**** The input

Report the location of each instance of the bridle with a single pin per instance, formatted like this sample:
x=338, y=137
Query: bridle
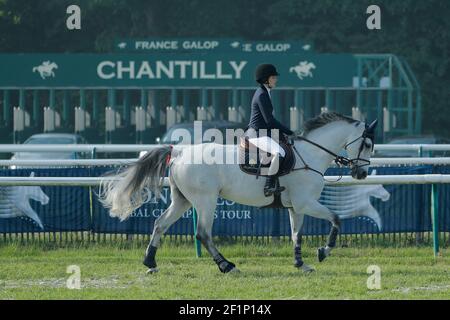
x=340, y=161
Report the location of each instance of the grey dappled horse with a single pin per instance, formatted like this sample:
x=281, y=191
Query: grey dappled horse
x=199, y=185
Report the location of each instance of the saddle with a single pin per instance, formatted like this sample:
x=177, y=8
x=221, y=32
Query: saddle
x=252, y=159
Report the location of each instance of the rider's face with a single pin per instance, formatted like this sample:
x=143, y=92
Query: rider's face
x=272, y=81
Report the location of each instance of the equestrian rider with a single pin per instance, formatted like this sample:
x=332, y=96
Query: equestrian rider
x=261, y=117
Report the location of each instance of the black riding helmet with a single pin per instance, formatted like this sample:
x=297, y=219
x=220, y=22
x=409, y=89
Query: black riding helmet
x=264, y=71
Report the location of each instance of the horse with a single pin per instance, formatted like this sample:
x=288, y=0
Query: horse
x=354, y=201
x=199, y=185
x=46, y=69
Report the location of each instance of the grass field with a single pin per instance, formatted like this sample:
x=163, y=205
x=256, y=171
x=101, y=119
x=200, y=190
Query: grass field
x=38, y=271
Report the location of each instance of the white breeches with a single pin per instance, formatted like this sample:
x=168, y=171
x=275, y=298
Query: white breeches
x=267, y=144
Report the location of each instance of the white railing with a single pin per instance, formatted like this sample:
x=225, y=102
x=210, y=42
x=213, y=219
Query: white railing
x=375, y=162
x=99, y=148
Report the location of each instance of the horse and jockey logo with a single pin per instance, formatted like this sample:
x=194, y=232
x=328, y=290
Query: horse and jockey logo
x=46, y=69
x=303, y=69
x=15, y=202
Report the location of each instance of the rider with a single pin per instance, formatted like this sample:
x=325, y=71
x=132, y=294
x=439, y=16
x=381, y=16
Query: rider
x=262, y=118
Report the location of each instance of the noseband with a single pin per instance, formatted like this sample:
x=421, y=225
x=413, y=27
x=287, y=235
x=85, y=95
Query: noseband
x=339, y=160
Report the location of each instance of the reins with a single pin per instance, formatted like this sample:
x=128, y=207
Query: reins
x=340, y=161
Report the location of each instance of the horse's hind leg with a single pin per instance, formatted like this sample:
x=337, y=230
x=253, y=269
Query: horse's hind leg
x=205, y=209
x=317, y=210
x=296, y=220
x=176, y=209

********
**** The input

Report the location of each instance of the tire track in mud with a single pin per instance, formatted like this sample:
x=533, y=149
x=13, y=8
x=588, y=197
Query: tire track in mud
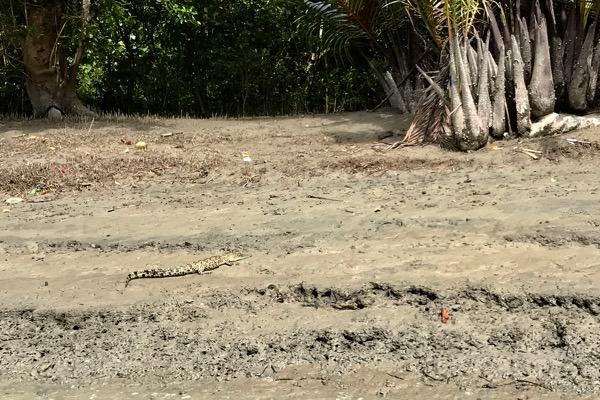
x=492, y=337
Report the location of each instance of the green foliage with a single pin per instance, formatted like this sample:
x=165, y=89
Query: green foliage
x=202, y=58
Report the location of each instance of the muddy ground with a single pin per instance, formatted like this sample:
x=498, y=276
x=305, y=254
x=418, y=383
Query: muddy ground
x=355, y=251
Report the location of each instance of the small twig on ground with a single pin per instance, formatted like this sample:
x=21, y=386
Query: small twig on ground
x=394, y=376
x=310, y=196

********

Work required ▸
What you give back should be exactly the lines of the data above from the line with "x=210, y=42" through the line with "x=328, y=290", both of those included, and nothing more.

Task output ▸
x=210, y=42
x=213, y=219
Query: white railing
x=375, y=162
x=99, y=148
Report the location of each instance of the horse and jockey logo with a single pin per instance, formatted like this sample:
x=194, y=232
x=328, y=290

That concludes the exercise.